* Tasks for this exercise:
**A.** Which fields does the article on artificial compound eyes below name as having tight spaces where cameras with compound eye lenses could be used?
**B.** Answer these questions from the article on artificial compound eyes below:
(i) How thin can today's lenses made with macroscopic technology get?
(ii) In which journal did the recent paper by Duparre and Wippermann appear?
(iii) For how long have scientists studied optical lenses based on natural compound eyes?
**C.** Continue the article on artificial compound eyes below, picking up after its final sentence.

The fruit fly has apposition compound eyes, which scientists have fabricated using photolithography to arrange and tune an array of microlenses. The microlenses act as "ommatidia," the insect’s tiny eye sensors. Photo credit: IOP.

Inspired by the way that nature has evolved the eyes of small insects, scientists have fabricated artificial compound eyes that could make camera lenses tiny enough to fit on credit cards or stickers.

Today’s digital micro-cameras and other optical devices use lenses based on human-type single aperture eyes. These lenses, which are manufactured with macroscopic technology, do not get thinner than about 5 mm.

However, insects such as fruit flies and moths have a completely different type of eye called compound eyes to accommodate the animals’ small size and low brain processing capabilities. Compound eyes consist of up to tens of thousands of tiny sensors called “ommatidia” that detect light and sometimes color. Flies and moths see images made of a combination of inputs from the ommatidia that point in different directions, forming a large field of view while the total volume consumption remains small.

Scientists fabricated an artificial apposition compound eye (center) that is significantly cheaper and smaller than a traditional 20-mm single lens objective (left) with the same magnification; and much smaller – though not quite as cheap – as a Euro cent (right). Photo credit: IOP.

“While human eyes use a spherical volume, compound eyes use only a spherical shell, so that much of the space and weight is saved for the brain,” Jacques Duparre, coauthor with F. C. Wippermann of a recent paper in Bioinspiration and Biomimetics, told PhysOrg.com. “The arrangement allows for a large field of view, but does not require large signal processing.”

Although single aperture eyes have advantages in resolution and sensitivity in large lenses, compound eyes have the potential to make more compact, robust and cheap vision systems. At the micro level, compound eyes’ individual viewing channels on curved lenses have minimal aberrations, or focusing errors that cause blurring. Cameras with compound eye lenses could have applications in many tight spaces, such as those encountered in automotive engineering, security and surveillance, and medical technology.

“Thin lenses might have applications in flat panel displays, and we’re also working on another arrangement for minimal invasive surgery,” said Duparre, who is currently working on a patent for this arrangement.

Scientists have studied optical lenses based on natural compound eyes for more than a hundred years, but classical macroscopic technology has not provided the necessary fabrication and assembly accuracy. For the first time, Duparre and Wippermann have fabricated and tested two different compound eye lenses using state-of-the-art micro-optics technology.

* Supplied information:
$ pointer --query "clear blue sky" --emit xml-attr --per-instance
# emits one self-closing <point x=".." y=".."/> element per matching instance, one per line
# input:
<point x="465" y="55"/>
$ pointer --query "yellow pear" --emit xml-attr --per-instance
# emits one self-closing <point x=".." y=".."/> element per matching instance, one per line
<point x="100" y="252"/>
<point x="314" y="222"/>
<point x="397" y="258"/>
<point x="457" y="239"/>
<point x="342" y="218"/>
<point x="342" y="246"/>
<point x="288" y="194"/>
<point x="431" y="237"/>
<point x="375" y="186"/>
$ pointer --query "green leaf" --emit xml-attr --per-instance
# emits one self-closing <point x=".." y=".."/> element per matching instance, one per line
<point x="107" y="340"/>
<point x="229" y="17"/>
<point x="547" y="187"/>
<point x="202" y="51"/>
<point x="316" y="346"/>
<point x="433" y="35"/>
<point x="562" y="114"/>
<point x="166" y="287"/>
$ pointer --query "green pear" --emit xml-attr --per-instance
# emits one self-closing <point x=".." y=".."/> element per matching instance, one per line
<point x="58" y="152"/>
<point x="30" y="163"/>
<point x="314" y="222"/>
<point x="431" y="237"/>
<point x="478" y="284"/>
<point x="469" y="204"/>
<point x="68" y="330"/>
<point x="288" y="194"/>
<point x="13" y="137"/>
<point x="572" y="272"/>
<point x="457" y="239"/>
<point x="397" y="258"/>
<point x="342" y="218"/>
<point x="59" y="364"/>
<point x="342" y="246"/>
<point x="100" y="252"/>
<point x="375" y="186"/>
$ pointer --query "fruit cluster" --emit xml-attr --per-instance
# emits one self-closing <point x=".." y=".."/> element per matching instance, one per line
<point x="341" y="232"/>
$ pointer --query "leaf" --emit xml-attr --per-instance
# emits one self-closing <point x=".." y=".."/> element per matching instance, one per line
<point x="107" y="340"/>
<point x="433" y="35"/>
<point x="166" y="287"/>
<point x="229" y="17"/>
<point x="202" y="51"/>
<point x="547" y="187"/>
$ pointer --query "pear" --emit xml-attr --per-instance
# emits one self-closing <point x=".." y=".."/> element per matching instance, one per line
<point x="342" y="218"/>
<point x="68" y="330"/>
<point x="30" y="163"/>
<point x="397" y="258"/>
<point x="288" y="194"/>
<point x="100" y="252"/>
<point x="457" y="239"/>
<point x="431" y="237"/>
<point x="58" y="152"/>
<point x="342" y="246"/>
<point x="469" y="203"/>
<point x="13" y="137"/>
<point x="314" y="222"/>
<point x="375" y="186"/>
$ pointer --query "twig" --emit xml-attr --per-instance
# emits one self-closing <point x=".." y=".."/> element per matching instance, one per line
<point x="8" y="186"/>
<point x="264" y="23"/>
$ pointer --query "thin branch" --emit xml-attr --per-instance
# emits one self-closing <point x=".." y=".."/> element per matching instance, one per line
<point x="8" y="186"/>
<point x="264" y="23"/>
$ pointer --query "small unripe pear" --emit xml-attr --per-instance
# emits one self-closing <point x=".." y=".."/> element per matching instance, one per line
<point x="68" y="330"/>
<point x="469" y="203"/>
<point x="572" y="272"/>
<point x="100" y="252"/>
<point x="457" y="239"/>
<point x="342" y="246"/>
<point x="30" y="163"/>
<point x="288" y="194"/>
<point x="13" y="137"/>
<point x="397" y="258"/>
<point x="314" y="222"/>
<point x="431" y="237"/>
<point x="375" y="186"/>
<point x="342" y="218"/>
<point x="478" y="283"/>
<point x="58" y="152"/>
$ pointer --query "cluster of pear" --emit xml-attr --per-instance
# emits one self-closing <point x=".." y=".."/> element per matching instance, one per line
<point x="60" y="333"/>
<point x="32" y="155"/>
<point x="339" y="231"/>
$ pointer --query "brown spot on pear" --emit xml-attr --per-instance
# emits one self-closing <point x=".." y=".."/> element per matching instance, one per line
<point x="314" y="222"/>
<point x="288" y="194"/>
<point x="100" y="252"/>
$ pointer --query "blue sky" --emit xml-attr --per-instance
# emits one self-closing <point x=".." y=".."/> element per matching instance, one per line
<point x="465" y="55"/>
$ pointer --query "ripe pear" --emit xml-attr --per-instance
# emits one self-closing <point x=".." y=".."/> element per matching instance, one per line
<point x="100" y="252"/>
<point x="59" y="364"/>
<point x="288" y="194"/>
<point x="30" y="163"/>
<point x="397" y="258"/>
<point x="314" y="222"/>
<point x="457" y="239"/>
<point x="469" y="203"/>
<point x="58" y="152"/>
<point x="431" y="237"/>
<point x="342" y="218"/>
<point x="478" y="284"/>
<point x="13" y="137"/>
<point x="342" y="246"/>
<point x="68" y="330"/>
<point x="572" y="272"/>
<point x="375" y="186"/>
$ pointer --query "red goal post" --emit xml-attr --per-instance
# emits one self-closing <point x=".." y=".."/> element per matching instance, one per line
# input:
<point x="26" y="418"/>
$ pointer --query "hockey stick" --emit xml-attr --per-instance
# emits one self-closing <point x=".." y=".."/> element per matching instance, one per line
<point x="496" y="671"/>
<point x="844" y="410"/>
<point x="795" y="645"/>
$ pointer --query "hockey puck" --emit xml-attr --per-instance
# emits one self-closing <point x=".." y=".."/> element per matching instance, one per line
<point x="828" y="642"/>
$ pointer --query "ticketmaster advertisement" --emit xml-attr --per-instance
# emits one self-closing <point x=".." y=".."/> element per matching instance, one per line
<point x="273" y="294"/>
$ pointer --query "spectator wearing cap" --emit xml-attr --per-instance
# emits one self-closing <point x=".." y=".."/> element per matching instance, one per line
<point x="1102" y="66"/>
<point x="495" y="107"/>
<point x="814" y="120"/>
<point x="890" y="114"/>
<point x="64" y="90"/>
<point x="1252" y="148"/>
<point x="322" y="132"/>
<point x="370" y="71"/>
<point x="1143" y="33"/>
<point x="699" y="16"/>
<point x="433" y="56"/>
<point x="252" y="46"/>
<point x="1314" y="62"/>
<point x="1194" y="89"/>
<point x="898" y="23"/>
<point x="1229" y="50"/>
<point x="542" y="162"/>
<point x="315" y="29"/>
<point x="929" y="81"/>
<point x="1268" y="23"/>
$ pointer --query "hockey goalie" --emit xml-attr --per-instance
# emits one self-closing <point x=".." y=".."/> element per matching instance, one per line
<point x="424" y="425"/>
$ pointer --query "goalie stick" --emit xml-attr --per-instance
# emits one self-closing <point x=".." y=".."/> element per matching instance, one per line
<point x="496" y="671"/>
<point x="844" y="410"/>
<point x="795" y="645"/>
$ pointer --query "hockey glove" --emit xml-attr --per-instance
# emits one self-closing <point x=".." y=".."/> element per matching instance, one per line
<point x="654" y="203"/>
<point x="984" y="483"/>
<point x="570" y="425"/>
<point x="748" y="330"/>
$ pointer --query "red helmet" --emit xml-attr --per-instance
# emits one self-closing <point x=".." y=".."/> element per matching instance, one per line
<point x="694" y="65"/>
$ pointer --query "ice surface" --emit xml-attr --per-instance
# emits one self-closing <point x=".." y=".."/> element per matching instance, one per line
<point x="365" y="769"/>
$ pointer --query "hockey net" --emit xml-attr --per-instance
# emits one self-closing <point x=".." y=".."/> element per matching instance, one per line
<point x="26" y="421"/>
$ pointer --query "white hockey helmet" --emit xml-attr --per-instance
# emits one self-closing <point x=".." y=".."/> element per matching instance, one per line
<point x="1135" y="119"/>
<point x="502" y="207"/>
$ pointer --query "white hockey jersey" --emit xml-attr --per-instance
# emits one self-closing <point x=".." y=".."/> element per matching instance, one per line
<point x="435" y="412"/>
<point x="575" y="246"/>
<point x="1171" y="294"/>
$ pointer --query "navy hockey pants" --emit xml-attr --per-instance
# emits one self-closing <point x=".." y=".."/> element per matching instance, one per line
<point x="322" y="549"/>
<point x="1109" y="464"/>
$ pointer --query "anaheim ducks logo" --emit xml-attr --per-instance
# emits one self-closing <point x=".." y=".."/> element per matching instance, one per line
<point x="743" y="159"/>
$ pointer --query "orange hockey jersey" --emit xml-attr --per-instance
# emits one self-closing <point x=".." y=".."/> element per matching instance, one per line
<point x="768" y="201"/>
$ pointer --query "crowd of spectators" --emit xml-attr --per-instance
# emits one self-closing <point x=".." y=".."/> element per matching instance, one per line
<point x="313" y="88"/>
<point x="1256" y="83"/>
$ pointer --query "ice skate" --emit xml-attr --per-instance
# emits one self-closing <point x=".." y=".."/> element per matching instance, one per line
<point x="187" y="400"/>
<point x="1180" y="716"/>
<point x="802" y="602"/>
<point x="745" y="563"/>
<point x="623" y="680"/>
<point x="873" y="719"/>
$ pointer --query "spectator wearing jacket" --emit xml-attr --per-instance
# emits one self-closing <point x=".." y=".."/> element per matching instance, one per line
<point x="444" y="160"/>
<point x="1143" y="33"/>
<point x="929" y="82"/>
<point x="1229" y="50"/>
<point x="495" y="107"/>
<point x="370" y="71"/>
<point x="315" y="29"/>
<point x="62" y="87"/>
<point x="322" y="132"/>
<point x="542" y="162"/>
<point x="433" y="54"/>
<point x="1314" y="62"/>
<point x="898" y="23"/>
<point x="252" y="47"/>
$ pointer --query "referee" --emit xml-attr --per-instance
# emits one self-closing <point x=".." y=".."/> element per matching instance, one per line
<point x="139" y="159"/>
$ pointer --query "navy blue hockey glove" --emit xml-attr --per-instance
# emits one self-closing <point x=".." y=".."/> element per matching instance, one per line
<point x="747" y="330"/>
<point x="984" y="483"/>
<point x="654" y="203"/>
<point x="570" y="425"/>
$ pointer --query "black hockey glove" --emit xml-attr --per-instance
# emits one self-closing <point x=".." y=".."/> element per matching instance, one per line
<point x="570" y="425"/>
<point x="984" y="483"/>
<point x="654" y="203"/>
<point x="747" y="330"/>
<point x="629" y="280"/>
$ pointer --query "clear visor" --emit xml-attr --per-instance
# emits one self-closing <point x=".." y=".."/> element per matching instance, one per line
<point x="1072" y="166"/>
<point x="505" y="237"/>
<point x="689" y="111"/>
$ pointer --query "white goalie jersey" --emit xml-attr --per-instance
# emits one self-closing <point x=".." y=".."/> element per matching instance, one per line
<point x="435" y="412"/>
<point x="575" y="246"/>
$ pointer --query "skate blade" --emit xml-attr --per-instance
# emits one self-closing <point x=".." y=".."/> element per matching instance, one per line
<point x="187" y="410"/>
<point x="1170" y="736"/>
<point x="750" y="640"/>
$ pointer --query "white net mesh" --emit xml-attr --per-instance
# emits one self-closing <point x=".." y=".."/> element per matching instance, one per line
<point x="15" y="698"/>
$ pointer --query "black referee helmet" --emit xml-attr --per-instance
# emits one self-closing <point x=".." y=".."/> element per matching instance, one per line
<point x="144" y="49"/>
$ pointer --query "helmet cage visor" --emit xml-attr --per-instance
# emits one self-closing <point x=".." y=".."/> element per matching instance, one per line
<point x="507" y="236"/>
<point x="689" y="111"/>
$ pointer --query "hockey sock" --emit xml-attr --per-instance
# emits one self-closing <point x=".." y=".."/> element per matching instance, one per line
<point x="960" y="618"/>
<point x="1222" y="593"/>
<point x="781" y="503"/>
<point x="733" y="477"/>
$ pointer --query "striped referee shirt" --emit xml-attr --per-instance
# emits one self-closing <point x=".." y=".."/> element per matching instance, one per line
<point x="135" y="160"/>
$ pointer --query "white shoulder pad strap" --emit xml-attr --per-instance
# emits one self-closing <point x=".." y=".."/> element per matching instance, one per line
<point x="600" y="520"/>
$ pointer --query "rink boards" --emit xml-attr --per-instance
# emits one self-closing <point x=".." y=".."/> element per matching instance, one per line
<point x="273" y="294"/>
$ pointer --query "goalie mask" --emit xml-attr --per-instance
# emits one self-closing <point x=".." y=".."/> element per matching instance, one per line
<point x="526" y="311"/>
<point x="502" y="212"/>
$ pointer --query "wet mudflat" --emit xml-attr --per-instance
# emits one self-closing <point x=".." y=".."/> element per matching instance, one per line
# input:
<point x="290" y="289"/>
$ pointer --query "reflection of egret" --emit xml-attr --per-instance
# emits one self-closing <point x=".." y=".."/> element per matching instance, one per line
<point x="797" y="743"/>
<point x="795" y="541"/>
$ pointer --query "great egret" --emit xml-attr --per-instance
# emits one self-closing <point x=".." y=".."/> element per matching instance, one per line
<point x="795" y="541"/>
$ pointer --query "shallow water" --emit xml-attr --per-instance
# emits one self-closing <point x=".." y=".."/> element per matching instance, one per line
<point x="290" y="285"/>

* Answers given:
**A.** Automotive engineering, security and surveillance, and medical technology.

**B.**
(i) About 5 mm; they do not get thinner than that.
(ii) Bioinspiration and Biomimetics.
(iii) For more than a hundred years.

**C.**
To fabricate the first type of compound eye, called an apposition compound eye and found mainly in diurnal insects such as flies, the scientists used photolithography to arrange a microlens array on a thin silicon wafer. Acting as ommatidia, the microlenses could be specially tuned to improve homogenous resolution over the entire field of view. Further, the scientists found that the large focal depth of apposition compound eyes cancels the need to adjust lens focus for distant or near objects.

The second type of compound eye, found mainly in nocturnal insects such as moths and deep water crustaceans such as shrimp, have greater light sensitivity than apposition compound eyes. Comprised of an array of microtelescopes, these eyes are known as superposition compound eyes or simply cluster eyes. Using reactive ion etching to transfer the microlenses onto fused silica, the scientists fabricated cluster eyes whose individual lenses also improved resolution homogeneity. Compared with apposition compound eyes, cluster eyes require thicker objectives but offer higher resolution. Both types have potential for use in tiny cameras.

“Deciding between the apposition and cluster eyes depends on the required resolution vs. compactness vs. price,” said Duparre. “The apposition eye will be cheaper and smaller but have lower resolution. It thus will more work like an imaging optical sensor, while the cluster eye could actually be used to present images directly to a customer, but is more complex.”

These advantages of artificial compound eyes were discovered despite one major technical drawback: both types of compound eyes were arranged on a flat surface, while the curved base of natural insect eyes offer several advantages. Hopefully, a special type of laser beam writer currently being developed could fabricate compound eyes on curved surfaces.

Citation: Duparre, J. W. and Wippermann, F. C. Micro-optical artificial compound eyes. Bioinspiration and Biomimetics. 1 (2006) R1-R16.